TASK INSTRUCTIONS >> List each line of the data below that contains the string "sailboat", copying the line in full; case counts.

INPUT DATA >>
## Start
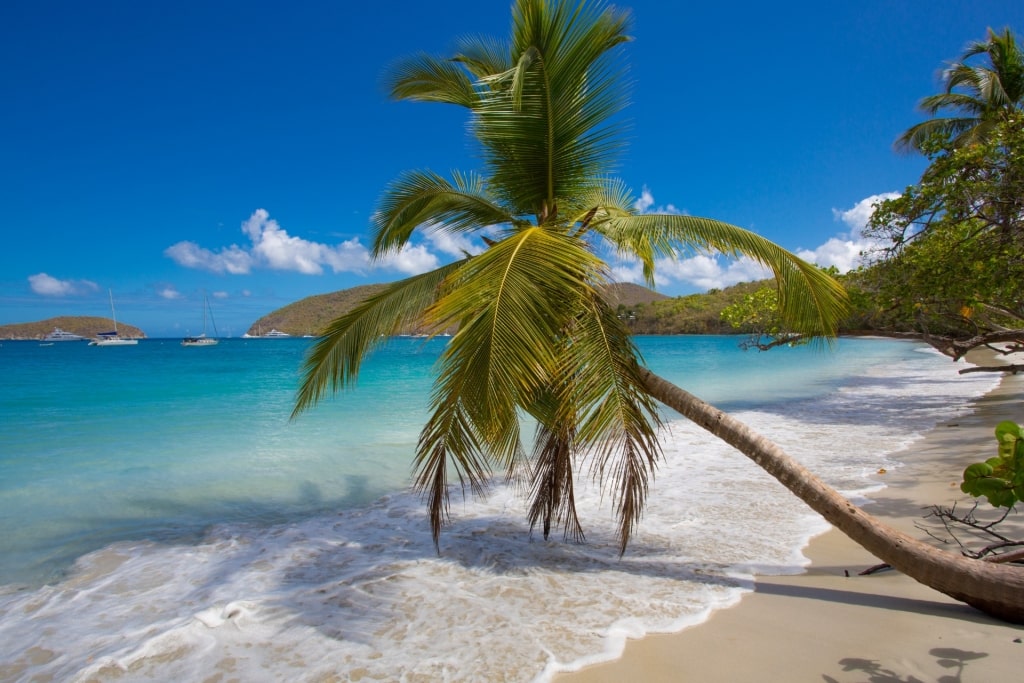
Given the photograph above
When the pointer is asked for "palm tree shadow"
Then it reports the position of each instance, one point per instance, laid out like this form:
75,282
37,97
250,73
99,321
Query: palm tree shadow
947,657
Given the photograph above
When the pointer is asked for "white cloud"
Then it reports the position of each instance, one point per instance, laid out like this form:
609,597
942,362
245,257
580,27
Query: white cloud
846,250
858,216
271,247
412,260
280,251
646,201
168,293
232,260
48,286
712,271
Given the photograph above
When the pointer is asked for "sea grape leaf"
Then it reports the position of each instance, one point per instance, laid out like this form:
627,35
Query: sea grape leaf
999,479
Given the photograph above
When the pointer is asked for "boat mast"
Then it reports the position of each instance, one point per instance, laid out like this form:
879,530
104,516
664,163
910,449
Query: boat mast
114,315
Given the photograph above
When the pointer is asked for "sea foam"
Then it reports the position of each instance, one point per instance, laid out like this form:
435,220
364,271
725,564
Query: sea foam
361,594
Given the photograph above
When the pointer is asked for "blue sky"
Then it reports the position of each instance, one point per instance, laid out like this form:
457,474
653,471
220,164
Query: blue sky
165,150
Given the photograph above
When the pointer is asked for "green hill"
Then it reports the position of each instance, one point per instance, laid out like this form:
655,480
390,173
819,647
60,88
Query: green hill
86,326
646,310
310,315
690,314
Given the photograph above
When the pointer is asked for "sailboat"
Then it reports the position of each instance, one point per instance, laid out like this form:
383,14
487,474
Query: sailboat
112,338
203,340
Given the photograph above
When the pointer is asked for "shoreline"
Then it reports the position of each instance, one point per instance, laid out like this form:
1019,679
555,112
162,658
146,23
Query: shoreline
824,625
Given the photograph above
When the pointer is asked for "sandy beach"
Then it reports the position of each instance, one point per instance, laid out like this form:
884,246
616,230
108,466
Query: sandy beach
833,625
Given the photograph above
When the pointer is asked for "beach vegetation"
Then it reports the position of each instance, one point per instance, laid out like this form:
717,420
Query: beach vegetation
535,336
950,261
1000,478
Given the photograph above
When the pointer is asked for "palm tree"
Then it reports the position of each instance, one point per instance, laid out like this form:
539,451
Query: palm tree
980,96
535,335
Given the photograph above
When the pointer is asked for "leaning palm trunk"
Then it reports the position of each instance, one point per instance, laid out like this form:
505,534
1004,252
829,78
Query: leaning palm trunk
994,589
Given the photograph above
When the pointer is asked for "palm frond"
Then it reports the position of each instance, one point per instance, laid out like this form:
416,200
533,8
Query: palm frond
423,199
551,131
553,479
508,306
617,421
334,360
810,301
428,79
482,56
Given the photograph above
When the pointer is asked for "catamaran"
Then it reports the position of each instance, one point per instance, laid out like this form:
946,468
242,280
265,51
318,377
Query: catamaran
203,340
112,338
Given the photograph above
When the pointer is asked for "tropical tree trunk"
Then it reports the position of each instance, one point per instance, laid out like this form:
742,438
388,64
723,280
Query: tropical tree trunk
994,589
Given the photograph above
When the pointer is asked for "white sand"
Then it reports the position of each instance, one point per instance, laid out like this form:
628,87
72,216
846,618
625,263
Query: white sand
824,626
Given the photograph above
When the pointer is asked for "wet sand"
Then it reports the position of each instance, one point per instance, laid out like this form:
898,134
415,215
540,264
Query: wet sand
832,624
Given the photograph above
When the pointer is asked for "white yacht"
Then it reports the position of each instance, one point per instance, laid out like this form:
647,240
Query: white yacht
112,338
60,335
203,340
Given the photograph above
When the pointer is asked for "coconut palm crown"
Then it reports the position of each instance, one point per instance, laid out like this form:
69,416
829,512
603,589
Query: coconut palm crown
979,95
534,334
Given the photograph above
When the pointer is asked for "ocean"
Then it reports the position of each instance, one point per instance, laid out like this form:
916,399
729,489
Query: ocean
161,517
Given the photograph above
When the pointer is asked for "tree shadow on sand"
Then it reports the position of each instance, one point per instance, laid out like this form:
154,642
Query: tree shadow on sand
954,659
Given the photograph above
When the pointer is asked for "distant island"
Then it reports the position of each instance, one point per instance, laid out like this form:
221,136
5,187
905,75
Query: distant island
646,312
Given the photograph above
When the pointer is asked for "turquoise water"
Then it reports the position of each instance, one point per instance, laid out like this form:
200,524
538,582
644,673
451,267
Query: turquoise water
153,495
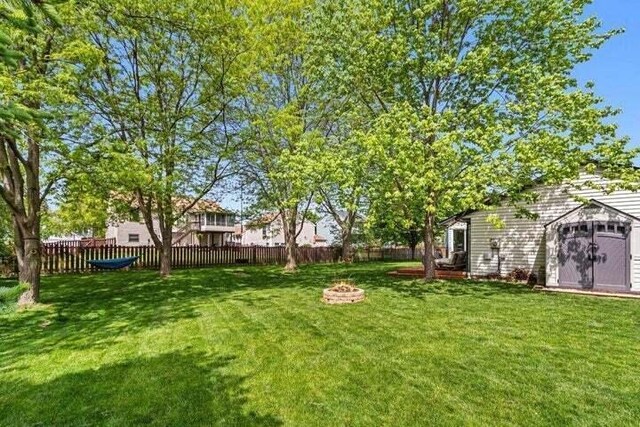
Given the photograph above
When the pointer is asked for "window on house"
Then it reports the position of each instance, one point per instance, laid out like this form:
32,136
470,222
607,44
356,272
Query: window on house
134,216
458,240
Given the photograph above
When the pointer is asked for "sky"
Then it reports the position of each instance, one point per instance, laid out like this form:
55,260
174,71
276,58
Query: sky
615,68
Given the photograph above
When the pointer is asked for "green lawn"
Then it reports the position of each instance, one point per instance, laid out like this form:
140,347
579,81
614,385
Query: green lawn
255,346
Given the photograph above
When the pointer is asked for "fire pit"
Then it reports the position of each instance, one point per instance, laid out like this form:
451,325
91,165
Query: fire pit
342,292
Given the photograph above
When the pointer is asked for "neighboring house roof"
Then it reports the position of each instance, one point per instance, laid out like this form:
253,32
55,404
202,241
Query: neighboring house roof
201,206
593,202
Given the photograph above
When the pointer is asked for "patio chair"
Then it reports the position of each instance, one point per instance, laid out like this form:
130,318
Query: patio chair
457,261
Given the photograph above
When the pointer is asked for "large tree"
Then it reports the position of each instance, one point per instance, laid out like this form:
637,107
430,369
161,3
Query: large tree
160,102
345,180
285,119
35,72
468,97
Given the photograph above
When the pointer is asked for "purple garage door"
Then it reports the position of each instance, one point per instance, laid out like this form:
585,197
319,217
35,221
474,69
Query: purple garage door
611,256
594,255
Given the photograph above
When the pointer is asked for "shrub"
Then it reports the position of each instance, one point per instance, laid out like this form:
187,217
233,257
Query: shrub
519,274
9,296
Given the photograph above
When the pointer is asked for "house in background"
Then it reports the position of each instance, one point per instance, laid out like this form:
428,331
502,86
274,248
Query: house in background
267,231
592,245
205,224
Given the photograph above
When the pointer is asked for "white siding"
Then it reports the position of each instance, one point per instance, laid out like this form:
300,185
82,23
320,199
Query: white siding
275,236
120,231
523,240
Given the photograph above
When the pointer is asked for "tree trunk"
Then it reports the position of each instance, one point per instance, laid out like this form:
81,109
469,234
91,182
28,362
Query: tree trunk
429,260
347,255
29,271
165,254
290,242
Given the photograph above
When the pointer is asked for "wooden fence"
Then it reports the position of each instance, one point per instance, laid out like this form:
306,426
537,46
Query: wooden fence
82,243
64,258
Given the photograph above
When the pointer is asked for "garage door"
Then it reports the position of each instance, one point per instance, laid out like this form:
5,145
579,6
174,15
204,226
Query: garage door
594,255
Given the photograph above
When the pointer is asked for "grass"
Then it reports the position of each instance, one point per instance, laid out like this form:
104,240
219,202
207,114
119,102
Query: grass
255,346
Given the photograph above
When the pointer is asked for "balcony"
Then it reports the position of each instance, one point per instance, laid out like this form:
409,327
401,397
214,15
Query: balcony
213,222
218,228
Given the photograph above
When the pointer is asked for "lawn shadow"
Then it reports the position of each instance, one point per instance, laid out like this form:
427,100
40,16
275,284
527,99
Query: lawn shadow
418,288
93,311
169,389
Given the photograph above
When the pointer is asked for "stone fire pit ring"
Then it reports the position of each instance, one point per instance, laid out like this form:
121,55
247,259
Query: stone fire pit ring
336,297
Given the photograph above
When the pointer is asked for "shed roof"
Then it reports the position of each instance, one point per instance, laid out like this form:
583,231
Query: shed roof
593,202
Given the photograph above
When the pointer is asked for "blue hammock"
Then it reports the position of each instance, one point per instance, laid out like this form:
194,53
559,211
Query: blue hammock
113,264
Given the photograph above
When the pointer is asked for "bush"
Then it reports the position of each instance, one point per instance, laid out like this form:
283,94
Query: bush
9,296
519,274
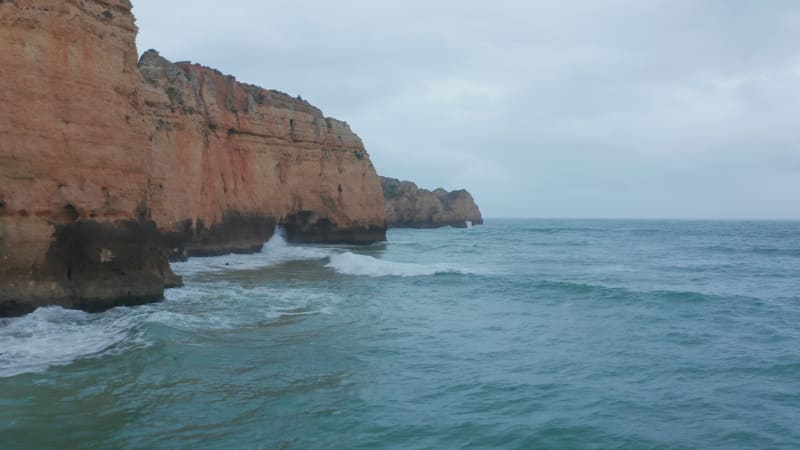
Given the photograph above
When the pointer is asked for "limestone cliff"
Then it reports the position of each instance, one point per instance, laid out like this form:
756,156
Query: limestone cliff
74,159
229,159
108,167
408,206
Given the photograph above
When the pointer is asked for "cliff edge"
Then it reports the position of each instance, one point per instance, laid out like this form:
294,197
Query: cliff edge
408,206
110,166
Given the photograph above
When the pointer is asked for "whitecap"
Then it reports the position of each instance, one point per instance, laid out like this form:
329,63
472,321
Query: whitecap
348,263
274,252
56,337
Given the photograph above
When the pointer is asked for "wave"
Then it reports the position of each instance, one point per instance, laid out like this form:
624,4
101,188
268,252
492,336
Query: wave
348,263
56,337
275,251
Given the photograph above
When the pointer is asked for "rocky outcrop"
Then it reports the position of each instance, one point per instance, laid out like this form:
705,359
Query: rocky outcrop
109,167
408,206
74,160
230,160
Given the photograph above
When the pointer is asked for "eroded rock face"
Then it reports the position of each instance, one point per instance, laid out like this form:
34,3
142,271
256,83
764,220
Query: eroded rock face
74,160
107,167
408,206
223,149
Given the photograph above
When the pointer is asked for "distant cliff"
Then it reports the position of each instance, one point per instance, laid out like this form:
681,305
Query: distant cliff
109,167
408,206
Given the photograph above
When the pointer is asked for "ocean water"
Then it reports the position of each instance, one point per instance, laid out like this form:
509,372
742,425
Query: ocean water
518,334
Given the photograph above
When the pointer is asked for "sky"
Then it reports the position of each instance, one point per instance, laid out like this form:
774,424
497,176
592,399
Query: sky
685,109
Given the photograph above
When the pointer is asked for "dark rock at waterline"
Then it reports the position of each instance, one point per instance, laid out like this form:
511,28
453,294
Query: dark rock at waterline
92,266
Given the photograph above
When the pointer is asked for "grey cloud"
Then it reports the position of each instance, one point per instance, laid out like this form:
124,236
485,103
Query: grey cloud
633,108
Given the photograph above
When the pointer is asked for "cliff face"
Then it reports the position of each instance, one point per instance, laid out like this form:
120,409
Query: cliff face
107,167
231,159
74,159
408,206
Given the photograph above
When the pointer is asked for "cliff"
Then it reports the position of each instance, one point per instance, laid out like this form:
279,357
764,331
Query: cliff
230,160
408,206
107,168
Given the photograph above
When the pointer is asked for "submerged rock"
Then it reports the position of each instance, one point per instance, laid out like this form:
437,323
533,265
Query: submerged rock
408,206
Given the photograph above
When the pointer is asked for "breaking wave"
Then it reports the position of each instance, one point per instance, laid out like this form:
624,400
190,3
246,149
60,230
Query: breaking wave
348,263
57,337
275,251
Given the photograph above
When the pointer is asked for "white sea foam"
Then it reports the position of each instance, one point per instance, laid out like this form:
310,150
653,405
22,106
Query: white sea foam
348,263
275,251
56,337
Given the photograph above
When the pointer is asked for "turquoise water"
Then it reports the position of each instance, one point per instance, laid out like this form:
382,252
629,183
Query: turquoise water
513,335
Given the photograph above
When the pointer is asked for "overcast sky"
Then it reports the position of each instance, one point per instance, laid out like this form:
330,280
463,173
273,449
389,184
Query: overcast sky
541,108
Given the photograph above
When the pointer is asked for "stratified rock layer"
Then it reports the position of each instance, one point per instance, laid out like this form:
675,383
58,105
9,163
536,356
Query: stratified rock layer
74,160
408,206
234,158
107,168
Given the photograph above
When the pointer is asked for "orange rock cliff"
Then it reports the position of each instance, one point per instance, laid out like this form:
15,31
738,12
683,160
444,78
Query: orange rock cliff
408,206
109,166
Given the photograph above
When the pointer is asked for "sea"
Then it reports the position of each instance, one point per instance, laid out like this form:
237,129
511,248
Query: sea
517,334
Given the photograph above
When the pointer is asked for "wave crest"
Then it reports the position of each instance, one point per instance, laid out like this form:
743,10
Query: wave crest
348,263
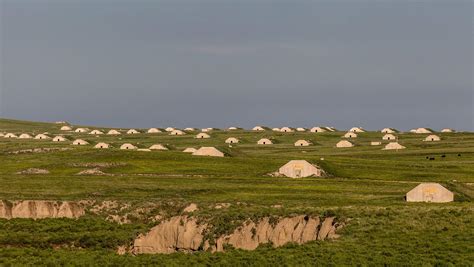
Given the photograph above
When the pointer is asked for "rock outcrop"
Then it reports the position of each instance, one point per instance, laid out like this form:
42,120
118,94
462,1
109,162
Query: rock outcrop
39,209
182,233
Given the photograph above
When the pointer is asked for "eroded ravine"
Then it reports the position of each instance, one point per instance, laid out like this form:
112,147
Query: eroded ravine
183,233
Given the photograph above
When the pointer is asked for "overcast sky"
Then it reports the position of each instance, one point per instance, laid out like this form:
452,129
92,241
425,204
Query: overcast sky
221,63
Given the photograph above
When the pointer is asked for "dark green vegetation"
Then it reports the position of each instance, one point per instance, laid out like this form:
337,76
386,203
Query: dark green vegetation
366,187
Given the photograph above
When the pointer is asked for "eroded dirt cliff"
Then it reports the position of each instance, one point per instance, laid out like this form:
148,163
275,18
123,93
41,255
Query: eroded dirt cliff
182,233
40,209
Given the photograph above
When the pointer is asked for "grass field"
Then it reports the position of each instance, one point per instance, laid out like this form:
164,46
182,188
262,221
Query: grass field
366,186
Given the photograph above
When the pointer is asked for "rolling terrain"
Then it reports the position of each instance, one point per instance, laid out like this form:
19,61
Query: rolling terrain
364,189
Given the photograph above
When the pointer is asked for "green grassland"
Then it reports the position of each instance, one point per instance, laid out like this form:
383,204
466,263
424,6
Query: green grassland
365,186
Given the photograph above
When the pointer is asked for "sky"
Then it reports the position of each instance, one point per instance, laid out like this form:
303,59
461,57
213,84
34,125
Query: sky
192,63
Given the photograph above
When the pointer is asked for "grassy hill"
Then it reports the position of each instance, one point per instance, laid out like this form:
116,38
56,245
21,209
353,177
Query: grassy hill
366,185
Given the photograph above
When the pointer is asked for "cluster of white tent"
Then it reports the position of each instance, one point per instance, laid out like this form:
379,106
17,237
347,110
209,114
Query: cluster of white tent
345,143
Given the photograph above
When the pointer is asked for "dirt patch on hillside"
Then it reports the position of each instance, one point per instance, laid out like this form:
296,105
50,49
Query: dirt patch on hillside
38,150
94,171
183,233
97,164
33,171
40,209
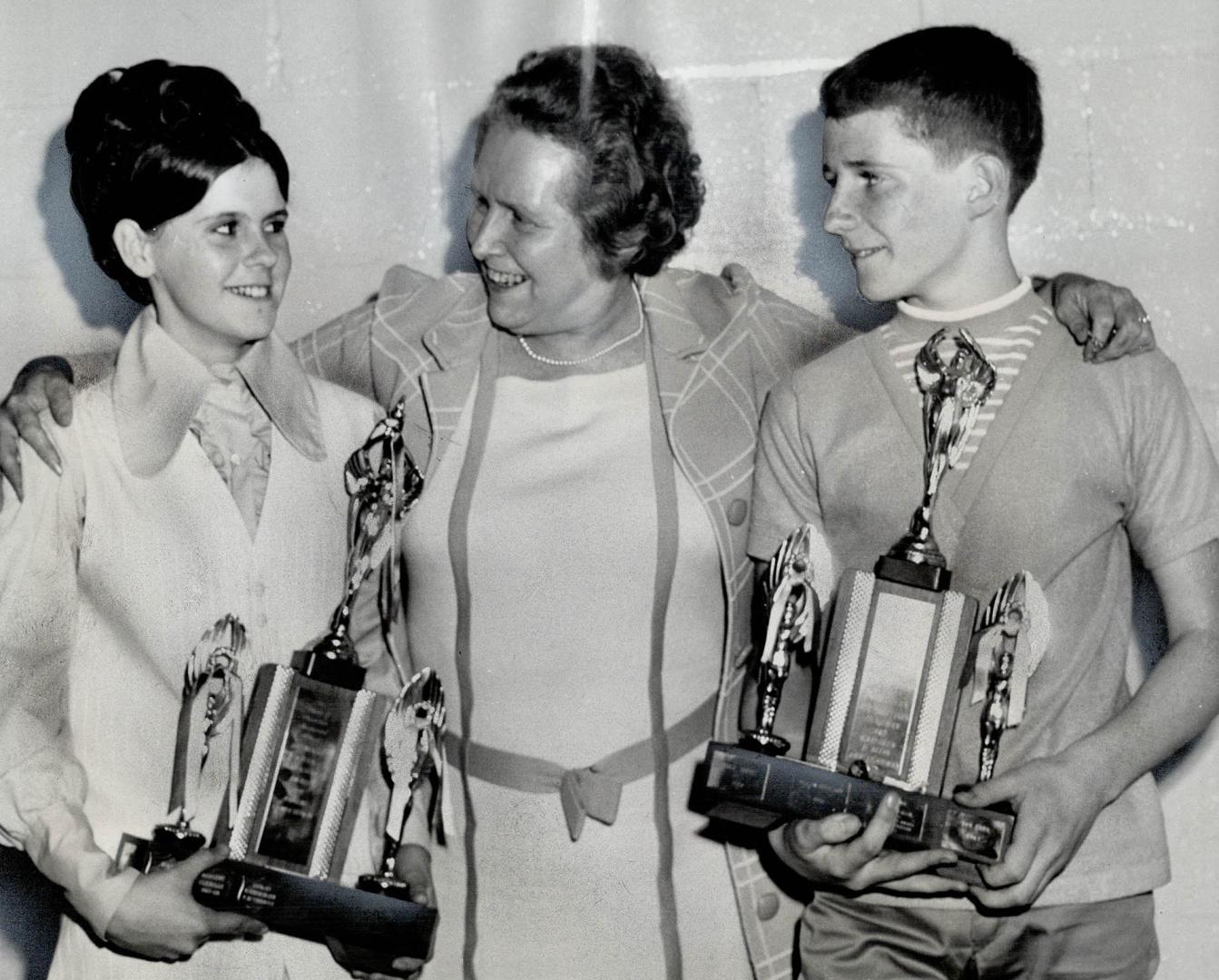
## End
RESULT OF THE TASK >>
When the pointer is asked for "sailboat"
Query: sailboat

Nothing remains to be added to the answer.